** PROBLEM **
Return the stretch of the essay on hope and suicide below, from "As many of you" through "be there too.", copied word for word.

** EXCERPTED TEXT **
The Seattle Times sports page has been running a campaign of hope in recent months, and I like to imagine that, in its own strange way, it is a theology of hope. Bare minimum, it is a valiant effort to combat hopelessness and an effort we in the church ought to join.
As many of you know, Tyler HIlinski, the WSU quarterback killed himself on January 18th, just three weeks after leading the Cougars in the Holiday Bowl. The Times did not blink from looking under the surface in this tragedy. A few weeks later, Sports editor Matt Caulkins wrote about the darkness of his own mental disorder and testified to the hope that therapy and medication gives him. On Good Friday, the paper gave four pages to NFL star Mark Rypien’s struggle with depression and anger clearly connected to taking so many hits on the grid iron. And, in the first week of Easter, the Times has told of more programs WSU has begun to encourage its student athletes to share what’s going on inside their souls.
This is commendable. Is this a Christian theology of hope? No. But whenever and wherever hopelessness is combated we can trust that Jesus is there. I want us to be there too.
I remember a phone call from a mother once, just as I was preparing dinner, who told me her 22 year old son, whose forehead I had anointed with oil at his Confirmation eight years earlier, had, early in the morning, hung himself in the garage. It wasn’t the first suicide I had encountered as a pastor nor the last, but it cut deep in our church, our neighborhood, and in me. William Styron, in his book Darkness Visible: A Memoir of Madness, comments that “it is hopelessness even more than pain that crushes the soul.” Where can light make it in?
How do we bring this hope to those we love, work with, sit in class with who struggle with bouts of this despair and depression? Certainly, a right theology is key. 1 Peter 1:3 gives it: the resurrection of Jesus is the end of the reign of darkness. Hope, is not a past event, but something that breathes, that lives, that is always looking to break any cycle of despair or any pit of hopelessness. Finding windows to offer this “good news” to the despairing may be thorny, but can we not bring it in our own friendship and solidarity?
And what would this solidarity of hope look like? Styron was helpful to me. One of the deacons at my first church, a second grade teacher, wife and mother of a 4th grader gave me Styron’s book after two suicide attempts and said, “This is what it’s like.” Styron, a novelist best known for penning Sophie’s Choice, gave me two gifts in making his own darkness visible.
First, in vivid language, he helped me to see just how really dark life feels for those in serious depressive episodes. It is suffocating and to end life can seem like the only hope of light. This is so strange for those who have never entered this pit. But for those in the abyss, suicide can seem like a solid coping mechanism. There is no silver lining. A better angle for vision is unavailable. And this hopelessness crushes.
Second, Styron becomes a prophet to those of us whose spouse, child, parent, or friend cannot see light. Nearly everyone survives these bouts and live healthy lives. Those suffering a siege must “be told – be convinced rather – that the illness will run its course and that they will pull through. A tough job, this calling “chin up!” from the safety of the shore to a drowning person is tantamount to insult, but it has been shown over and over again that if the encouragement is dogged enough… the endangered one can nearly always be saved.” We must be zealous in our persuasion.
And what to say to those of you in a siege now? Hear us from the shore. Hear me. We know you can’t see the light. Jesus is still on the cross for you. But trust us. Trust the countless people on Sunday who never skip their medication after their own battles with the hole and those of us who’ve seen loved ones come out. Trust us. There is hope. Slog through. Live long enough until you see that he’s not on the cross anymore, but is a living hope.

** STUDY MATERIAL **
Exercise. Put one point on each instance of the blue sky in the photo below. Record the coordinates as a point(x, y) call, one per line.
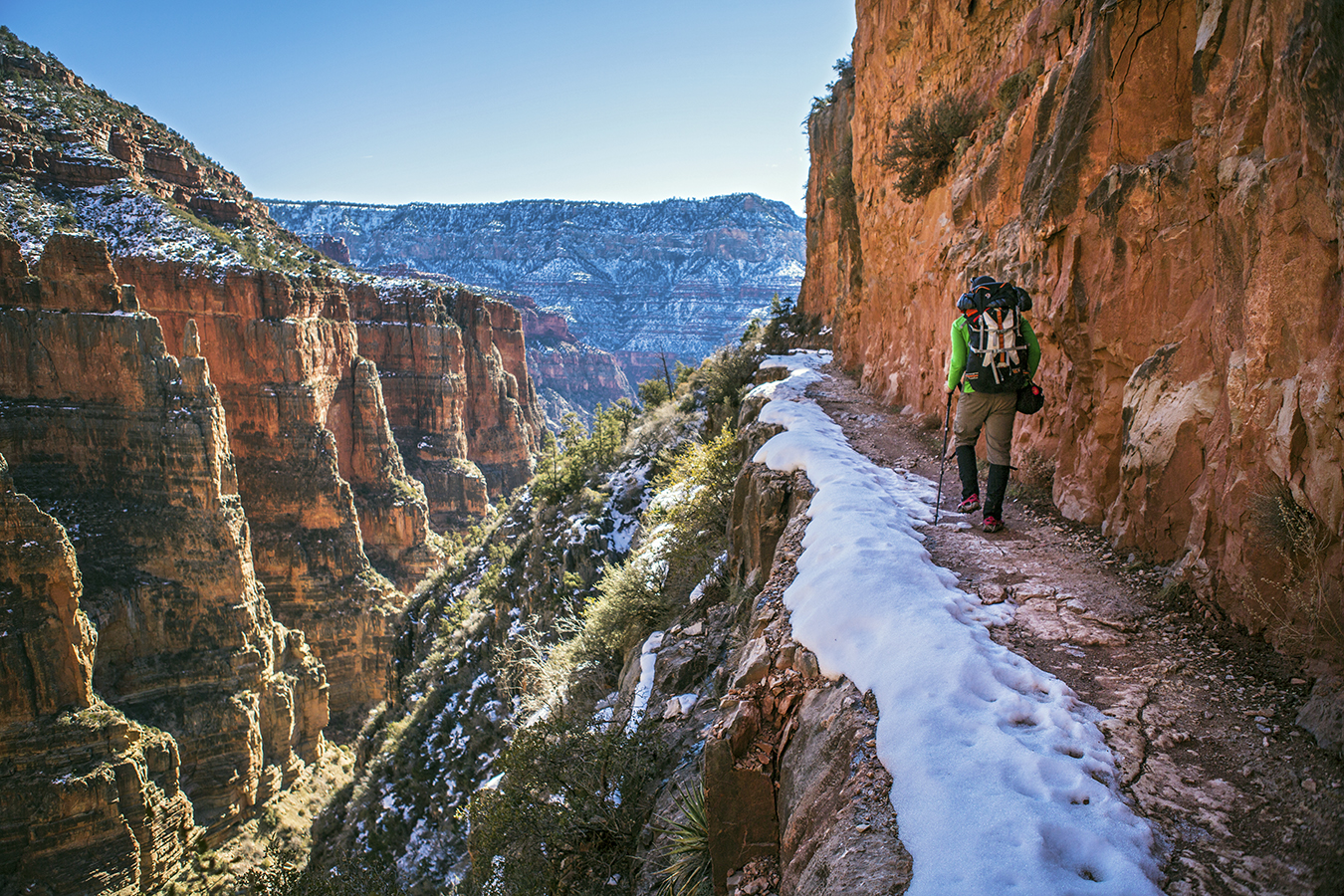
point(418, 101)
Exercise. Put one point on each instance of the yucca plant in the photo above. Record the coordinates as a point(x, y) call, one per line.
point(687, 871)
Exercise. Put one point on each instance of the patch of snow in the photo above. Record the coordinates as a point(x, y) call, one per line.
point(680, 706)
point(644, 689)
point(1003, 784)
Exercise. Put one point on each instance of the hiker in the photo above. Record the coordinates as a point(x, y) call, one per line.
point(994, 353)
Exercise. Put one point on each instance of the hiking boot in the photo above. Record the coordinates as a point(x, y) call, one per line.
point(995, 487)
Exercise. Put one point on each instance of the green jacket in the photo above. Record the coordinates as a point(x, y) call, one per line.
point(961, 346)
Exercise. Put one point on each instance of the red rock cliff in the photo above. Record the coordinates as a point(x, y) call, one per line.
point(460, 400)
point(284, 354)
point(1167, 180)
point(126, 445)
point(89, 800)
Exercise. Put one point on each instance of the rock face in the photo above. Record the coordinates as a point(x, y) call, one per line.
point(576, 377)
point(676, 276)
point(312, 454)
point(1168, 184)
point(126, 445)
point(92, 800)
point(460, 400)
point(791, 780)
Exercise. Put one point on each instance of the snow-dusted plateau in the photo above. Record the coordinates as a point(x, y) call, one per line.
point(679, 276)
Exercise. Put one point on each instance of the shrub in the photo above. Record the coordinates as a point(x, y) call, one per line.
point(288, 876)
point(717, 385)
point(566, 815)
point(687, 869)
point(925, 142)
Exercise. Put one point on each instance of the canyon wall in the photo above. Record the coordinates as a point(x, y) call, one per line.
point(126, 446)
point(92, 799)
point(679, 276)
point(1167, 180)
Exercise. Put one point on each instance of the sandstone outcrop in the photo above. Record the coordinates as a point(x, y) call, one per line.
point(791, 780)
point(1167, 181)
point(460, 399)
point(575, 377)
point(104, 141)
point(126, 446)
point(312, 454)
point(89, 800)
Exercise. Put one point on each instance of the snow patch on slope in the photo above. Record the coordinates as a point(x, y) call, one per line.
point(1003, 784)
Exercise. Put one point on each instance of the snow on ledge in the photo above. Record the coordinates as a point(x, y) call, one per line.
point(1002, 781)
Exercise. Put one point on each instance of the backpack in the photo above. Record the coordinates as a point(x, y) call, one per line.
point(998, 353)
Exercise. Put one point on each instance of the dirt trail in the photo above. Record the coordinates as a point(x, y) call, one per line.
point(1199, 715)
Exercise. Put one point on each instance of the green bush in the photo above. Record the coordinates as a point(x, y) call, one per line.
point(926, 140)
point(288, 876)
point(566, 815)
point(687, 869)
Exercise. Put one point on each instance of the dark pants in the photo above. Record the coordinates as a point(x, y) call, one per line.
point(995, 412)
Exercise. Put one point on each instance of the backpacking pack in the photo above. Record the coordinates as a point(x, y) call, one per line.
point(997, 360)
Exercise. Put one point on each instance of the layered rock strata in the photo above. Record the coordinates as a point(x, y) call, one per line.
point(91, 799)
point(314, 457)
point(460, 399)
point(679, 276)
point(1167, 180)
point(791, 780)
point(572, 377)
point(126, 446)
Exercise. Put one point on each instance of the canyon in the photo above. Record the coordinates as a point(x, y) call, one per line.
point(675, 278)
point(227, 461)
point(223, 465)
point(1167, 180)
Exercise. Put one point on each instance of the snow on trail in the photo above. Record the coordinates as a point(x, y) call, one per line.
point(1002, 781)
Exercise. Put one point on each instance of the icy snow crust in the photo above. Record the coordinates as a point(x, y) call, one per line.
point(1002, 781)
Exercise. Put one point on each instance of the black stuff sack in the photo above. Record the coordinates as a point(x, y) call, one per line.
point(998, 352)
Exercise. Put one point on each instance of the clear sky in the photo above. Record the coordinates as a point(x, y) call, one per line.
point(400, 101)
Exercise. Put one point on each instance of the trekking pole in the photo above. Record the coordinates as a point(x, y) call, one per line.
point(943, 458)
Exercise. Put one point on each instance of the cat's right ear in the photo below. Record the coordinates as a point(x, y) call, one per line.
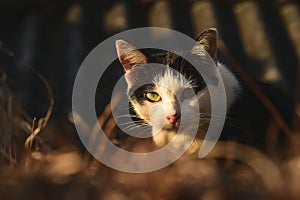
point(129, 56)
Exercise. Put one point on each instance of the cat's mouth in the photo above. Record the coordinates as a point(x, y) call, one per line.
point(172, 127)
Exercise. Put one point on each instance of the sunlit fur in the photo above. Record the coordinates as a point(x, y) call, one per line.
point(170, 84)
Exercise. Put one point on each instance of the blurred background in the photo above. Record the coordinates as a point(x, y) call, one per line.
point(259, 40)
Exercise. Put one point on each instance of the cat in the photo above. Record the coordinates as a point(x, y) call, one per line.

** WRITTEN REPLY **
As many of you know, Tyler HIlinski, the WSU quarterback killed himself on January 18th, just three weeks after leading the Cougars in the Holiday Bowl. The Times did not blink from looking under the surface in this tragedy. A few weeks later, Sports editor Matt Caulkins wrote about the darkness of his own mental disorder and testified to the hope that therapy and medication gives him. On Good Friday, the paper gave four pages to NFL star Mark Rypien’s struggle with depression and anger clearly connected to taking so many hits on the grid iron. And, in the first week of Easter, the Times has told of more programs WSU has begun to encourage its student athletes to share what’s going on inside their souls.
This is commendable. Is this a Christian theology of hope? No. But whenever and wherever hopelessness is combated we can trust that Jesus is there. I want us to be there too.